● **Brief**
Print the stretch of the travel reflection from "I called it" through "dreamer bearing witness.", word for word.

● **Provided text**

::::

I called it THE DREAM; a year of astonishing travel around the world. The DREAM perception began in Belize, when I arrived to live among black folk in the town of Dangriga, on the Caribbean Sea. (Entering THE DREAM) Each day, I painted, wrote, and made photos, venturing forth into the unknown. My mind shifted from analysis and planning to complete acceptance of the moment. I began having total trust in what was being presented to me, seeing the gift of life everywhere and in everything. Opportunities arose and I had no fear because I did not live with feelings of opposition or separateness. My surroundings and I were one, and as events unfolded and I met people, the experiences were more profound because I was open to them—even expecting them. Events and consciousness seemed continuous and woven together, full of wonder and surprise—as if in a dream. I was the dreamer bearing witness.
|With Windell, in Belize|
When I wrote my blogs from nineteen countries, I often described living in THE DREAM. It took care of me and informed my life.
Now I am newly single again. Once, during a therapy session while I was married, I was told “You may never be able to travel like that again Steven.” But I think I might.
|Erg Chebbi, Morocco|
Lately, during the pain of losing my mate and the aftermath, I have wondered about the random thoughts that effect my thinking and emotions. Thoughts and emotions are not permanent. I have been looking to a higher reality to gain perspective—to find immutable truth. Everything depends on it or else falls apart. My life has come undone so I have been ardently going to the place of truth, longing only to stay in that sacred temple. The more I am there, the more I see that THE DREAM is not only the fleeting occurrences all around me, but the terrain of my mind as well. Truth is independent of mind, beyond time and space. I am not talking about relative truth but rather the absolute: God, the uncreated Creator Who dwells in all, and is first recognized by our souls.

::::

Saved data entries:
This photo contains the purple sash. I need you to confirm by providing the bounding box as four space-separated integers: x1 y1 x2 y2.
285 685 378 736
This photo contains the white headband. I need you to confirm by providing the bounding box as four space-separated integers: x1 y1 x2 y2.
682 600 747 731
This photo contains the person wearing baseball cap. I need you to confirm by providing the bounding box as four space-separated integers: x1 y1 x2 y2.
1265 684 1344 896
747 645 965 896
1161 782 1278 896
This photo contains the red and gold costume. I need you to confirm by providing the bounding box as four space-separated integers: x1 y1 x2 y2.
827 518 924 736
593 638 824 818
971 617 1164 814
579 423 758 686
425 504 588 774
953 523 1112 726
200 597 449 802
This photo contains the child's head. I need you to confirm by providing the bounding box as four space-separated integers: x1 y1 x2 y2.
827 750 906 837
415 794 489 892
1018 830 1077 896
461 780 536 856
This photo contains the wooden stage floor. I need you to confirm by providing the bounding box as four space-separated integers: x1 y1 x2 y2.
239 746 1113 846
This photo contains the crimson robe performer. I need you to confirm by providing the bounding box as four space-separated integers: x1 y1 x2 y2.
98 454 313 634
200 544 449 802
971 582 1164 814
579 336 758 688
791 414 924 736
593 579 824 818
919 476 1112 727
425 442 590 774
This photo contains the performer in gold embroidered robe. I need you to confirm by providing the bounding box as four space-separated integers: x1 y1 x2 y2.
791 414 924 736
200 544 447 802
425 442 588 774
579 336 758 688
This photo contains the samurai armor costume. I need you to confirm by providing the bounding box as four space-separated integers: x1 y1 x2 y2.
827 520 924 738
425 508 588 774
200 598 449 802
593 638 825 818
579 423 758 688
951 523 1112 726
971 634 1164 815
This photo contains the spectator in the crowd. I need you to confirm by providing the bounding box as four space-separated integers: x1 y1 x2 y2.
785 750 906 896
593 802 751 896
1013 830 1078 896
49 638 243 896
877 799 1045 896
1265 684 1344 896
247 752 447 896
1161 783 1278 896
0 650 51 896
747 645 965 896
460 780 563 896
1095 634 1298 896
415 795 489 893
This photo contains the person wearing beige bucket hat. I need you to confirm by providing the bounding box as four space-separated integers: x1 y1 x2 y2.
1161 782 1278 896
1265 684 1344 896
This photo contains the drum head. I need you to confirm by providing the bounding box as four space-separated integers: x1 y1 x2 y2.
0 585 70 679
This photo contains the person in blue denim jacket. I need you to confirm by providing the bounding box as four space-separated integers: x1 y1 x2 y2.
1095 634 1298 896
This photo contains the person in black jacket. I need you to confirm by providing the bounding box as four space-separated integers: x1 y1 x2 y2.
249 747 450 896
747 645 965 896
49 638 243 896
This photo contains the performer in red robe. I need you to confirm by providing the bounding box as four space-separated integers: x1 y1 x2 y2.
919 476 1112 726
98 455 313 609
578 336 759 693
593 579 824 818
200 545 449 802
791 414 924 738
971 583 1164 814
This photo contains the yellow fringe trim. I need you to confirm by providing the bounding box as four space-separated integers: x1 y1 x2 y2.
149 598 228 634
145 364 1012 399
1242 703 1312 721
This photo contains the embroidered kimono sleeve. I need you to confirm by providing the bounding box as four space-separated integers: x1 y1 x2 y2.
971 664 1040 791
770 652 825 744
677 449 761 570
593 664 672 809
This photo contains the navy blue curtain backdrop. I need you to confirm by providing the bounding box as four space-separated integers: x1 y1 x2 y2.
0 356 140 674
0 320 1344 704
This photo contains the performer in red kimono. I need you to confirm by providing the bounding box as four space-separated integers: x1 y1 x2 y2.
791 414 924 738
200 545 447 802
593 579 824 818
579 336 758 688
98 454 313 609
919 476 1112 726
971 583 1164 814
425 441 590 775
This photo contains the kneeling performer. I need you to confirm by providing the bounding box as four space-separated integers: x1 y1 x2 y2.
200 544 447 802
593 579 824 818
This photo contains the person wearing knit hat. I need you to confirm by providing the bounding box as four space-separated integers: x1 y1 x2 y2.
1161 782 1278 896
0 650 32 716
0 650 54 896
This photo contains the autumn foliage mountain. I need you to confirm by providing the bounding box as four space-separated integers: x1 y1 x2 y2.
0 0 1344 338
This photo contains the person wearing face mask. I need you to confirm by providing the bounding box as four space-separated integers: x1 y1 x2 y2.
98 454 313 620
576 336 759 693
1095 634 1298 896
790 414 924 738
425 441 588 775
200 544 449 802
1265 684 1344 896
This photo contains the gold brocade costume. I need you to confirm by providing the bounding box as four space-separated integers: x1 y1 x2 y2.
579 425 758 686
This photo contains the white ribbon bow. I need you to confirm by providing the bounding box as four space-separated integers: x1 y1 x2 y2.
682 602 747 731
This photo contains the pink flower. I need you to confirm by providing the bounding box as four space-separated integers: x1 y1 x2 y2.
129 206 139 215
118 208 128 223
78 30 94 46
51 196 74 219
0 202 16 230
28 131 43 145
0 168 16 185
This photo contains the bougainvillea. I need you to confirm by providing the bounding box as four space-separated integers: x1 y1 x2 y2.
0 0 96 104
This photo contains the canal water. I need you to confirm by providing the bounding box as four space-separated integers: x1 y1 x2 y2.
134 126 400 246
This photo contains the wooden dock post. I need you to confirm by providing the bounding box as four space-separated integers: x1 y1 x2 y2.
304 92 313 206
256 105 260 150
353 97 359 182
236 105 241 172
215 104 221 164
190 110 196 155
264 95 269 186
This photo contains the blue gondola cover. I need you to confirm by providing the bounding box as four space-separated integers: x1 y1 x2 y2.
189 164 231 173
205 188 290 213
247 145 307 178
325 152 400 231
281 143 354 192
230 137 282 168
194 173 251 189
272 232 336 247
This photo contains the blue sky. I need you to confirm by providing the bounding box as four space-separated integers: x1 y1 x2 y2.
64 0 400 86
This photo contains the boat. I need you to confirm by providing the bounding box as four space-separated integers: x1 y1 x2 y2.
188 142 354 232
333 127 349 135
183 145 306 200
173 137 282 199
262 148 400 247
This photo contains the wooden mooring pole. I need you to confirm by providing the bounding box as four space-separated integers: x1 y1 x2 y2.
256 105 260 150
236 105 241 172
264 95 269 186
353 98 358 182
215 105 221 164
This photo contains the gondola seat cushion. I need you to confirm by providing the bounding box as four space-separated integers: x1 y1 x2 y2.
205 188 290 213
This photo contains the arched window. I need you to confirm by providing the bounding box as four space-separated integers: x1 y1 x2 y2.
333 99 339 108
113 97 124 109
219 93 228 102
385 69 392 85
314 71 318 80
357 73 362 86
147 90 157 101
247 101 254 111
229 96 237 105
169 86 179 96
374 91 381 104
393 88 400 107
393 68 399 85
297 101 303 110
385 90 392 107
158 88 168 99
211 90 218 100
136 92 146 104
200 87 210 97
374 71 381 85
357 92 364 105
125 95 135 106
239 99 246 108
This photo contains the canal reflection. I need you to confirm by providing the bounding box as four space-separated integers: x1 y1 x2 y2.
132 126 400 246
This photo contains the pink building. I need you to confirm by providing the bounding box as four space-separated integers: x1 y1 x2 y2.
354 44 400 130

::::

● **Completed task**
I called it THE DREAM; a year of astonishing travel around the world. The DREAM perception began in Belize, when I arrived to live among black folk in the town of Dangriga, on the Caribbean Sea. (Entering THE DREAM) Each day, I painted, wrote, and made photos, venturing forth into the unknown. My mind shifted from analysis and planning to complete acceptance of the moment. I began having total trust in what was being presented to me, seeing the gift of life everywhere and in everything. Opportunities arose and I had no fear because I did not live with feelings of opposition or separateness. My surroundings and I were one, and as events unfolded and I met people, the experiences were more profound because I was open to them—even expecting them. Events and consciousness seemed continuous and woven together, full of wonder and surprise—as if in a dream. I was the dreamer bearing witness.